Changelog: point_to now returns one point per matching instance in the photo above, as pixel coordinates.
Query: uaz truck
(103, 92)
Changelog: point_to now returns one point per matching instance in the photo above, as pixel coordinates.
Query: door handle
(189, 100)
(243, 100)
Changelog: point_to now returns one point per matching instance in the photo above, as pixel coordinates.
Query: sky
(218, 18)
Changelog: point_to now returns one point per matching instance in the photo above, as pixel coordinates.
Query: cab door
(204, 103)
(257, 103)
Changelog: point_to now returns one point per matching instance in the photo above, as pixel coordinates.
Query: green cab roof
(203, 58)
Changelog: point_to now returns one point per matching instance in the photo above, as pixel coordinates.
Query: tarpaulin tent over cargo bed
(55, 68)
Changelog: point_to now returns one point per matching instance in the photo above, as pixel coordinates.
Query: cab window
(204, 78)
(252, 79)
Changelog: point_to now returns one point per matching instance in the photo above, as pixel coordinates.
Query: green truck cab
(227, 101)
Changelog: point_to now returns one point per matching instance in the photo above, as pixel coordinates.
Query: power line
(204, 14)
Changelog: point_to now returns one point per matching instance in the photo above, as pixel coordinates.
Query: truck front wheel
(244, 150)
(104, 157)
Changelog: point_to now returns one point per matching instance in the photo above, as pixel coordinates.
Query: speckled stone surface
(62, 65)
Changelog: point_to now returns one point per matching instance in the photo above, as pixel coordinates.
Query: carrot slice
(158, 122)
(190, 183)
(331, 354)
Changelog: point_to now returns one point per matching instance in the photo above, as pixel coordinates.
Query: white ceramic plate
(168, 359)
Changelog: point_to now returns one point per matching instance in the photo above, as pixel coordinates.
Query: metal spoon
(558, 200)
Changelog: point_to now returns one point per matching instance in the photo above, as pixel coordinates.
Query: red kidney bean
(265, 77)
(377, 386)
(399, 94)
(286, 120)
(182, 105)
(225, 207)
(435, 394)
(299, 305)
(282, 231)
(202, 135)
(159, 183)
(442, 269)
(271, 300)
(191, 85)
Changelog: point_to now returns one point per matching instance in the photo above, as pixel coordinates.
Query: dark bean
★ ★ ★ ★
* **What to produce**
Please restate the records in full, word for word.

* **The result**
Changelog: point_to now returns one point per matching instance in the photo above, as pixel coordinates.
Query: uaz truck
(103, 92)
Changelog: point_to now returns one point per matching instance in the photo above, as pixel coordinates.
Query: door handle
(189, 100)
(243, 100)
Changelog: point_to now returns one point per matching instance in the photo above, as pixel coordinates.
Query: sky
(218, 18)
Changelog: point_to now returns one point per matching instance in the photo above, as pixel coordinates.
Query: cab door
(204, 103)
(257, 103)
Changelog: point_to now returns one point per matching instance in the photo above, as pixel coordinates.
Query: green cab roof
(203, 58)
Changelog: point_to now returns one point per matching instance in the photo above, as pixel coordinates.
Query: tarpaulin tent over cargo bed
(55, 68)
Changelog: point_to now returns one point per matching instance in the photo above, as pixel coordinates.
Query: cab window
(204, 78)
(252, 79)
Changelog: point_to now returns one point per matching instance in the photo above, as pixel coordinates.
Query: green truck cab
(227, 101)
Changelog: point_to now returns one point per matching instance in the photo above, as pixel coordinates.
Query: power line
(204, 14)
Changelog: point_to now returns one point per matching instance in the photo above, as pixel coordinates.
Query: truck front wheel
(244, 150)
(104, 157)
Changelog: point_to now returns one point per matching instance in the photo above, as pixel coordinates.
Query: speckled stone surface
(62, 65)
Changelog: point_to now returns one point per matching instance in the photo above, as pixel coordinates.
Query: carrot slice
(158, 122)
(190, 183)
(331, 354)
Changelog: point_to now returns one point per matching instance in the photo above, as pixel coordinates.
Query: white ceramic plate
(168, 359)
Changelog: point_to now returns one point per matching instance in the photo above, as pixel coordinates.
Query: metal spoon
(558, 200)
Changelog: point_to now returns one point per matching instance in the photo above, as pixel coordinates.
Query: red kidney bean
(265, 77)
(377, 386)
(399, 94)
(286, 120)
(182, 105)
(225, 207)
(435, 394)
(299, 305)
(282, 231)
(202, 135)
(159, 183)
(442, 269)
(271, 300)
(191, 85)
Changelog: point_to now returns one point per matching instance in the photo above, as pixel coordinates.
Query: dark bean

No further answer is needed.